§ Aufgaben:
A - Schreiben Sie aus dem Textauszug zur Studienmotivation den Abschnitt ab, der mit den Worten „vom 16.10.2014, 19:45“ einsetzt und mit „macht oder studiert.“ schließt.
B - Beantworten Sie anhand des Textauszugs zur Studienmotivation folgende Fragen:
(i) Welches Fach dient als Beispiel für die Wahl zwischen Ausbildung und Studium?
(ii) Nach welchem Abschluss sollten die meisten Studierenden laut politischer Vorgabe abgehen?
(iii) Wessen Verdienst während der Ausbildung wird als überraschend erwähnt?

§ Textauszug:
++++++++++++++++++++

Akademiker werden wollen - ist der Ruf Motivation genug?

vom 16.10.2014, 19:45 Uhr

Heutzutage studieren mehr Menschen, als noch vor einigen Jahrzehnten und diese Menschen haben natürlich auch unterschiedliche Motivationen. Die Universität möchte natürlich, dass die Leute kommen, weil sie sich für die Bereiche interessieren, man möchte sie wissenschaftlich ausbilden und so ''Nachwuchs züchten'' für die Forschung und Wissenschaft. Es gibt natürlich auch viele Abiturienten, die interessieren sich für bestimmte Bereiche, die man eben nur studieren kann. Und selbst wenn man sich für einen Bereich interessiert, beispielsweise Chemie, dann kann man sich aussuchen, ob man eine Ausbildung macht oder studiert.

Ich denke dennoch, dass der Anteil an Studierenden, die das Fach studieren, weil sie wissbegierig sind und auf dem Bereich forschen wollen, eher gering ist. Politisch war das ja sogar so vorgesehen, man wollte das die meisten nach dem Bachelor abgehen, wo sie ja nur Grundwissen haben und dann in der Industrie arbeiten. Das die Industrie die Bachelor nicht wollte, ist wieder eine andere Sache.

Viele werden sich vermutlich auch für das Studium entschieden haben, weil man dort (angeblich) mehr verdient. Früher war das bestimmt so, heute nicht mehr. Jemand der studiert hat, bekommt mitunter auch nur so viel, wie jemand der eine Ausbildung gemacht hat. Der Auszubildende ist ja auch deutlich früher fertig, als jemand der promoviert hat und ist in der Zwischenzeit vermutlich im Gehalt auch schon angestiegen. Für Auszubildende gibt es heute sehr lukrative Stellen, ich bin immer wieder überrascht, wenn ich höre, wie viel mein Bruder in seiner Ausbildung verdient. Das sind so Beispiele, die ganz klar aufzeigen, dass es mitunter eben keine finanziellen Vorteile hat, zu studieren. Ganz im Gegenteil sogar, man arbeitet über Jahre hart und am Existenzminimum und verdient nachher so viel, wie jemand der eine Ausbildung gemacht hat, die eher einfach war.

++++++++++++++++++++

§ Datensatzauszug:

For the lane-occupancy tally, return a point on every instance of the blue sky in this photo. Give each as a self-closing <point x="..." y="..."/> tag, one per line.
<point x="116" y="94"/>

++++++++++++++++++++

§ Antworten je Aufgabe:
A -
vom 16.10.2014, 19:45 Uhr

Heutzutage studieren mehr Menschen, als noch vor einigen Jahrzehnten und diese Menschen haben natürlich auch unterschiedliche Motivationen. Die Universität möchte natürlich, dass die Leute kommen, weil sie sich für die Bereiche interessieren, man möchte sie wissenschaftlich ausbilden und so ''Nachwuchs züchten'' für die Forschung und Wissenschaft. Es gibt natürlich auch viele Abiturienten, die interessieren sich für bestimmte Bereiche, die man eben nur studieren kann. Und selbst wenn man sich für einen Bereich interessiert, beispielsweise Chemie, dann kann man sich aussuchen, ob man eine Ausbildung macht oder studiert.

B -
(i) Chemie
(ii) Nach dem Bachelor
(iii) Der Verdienst des Bruders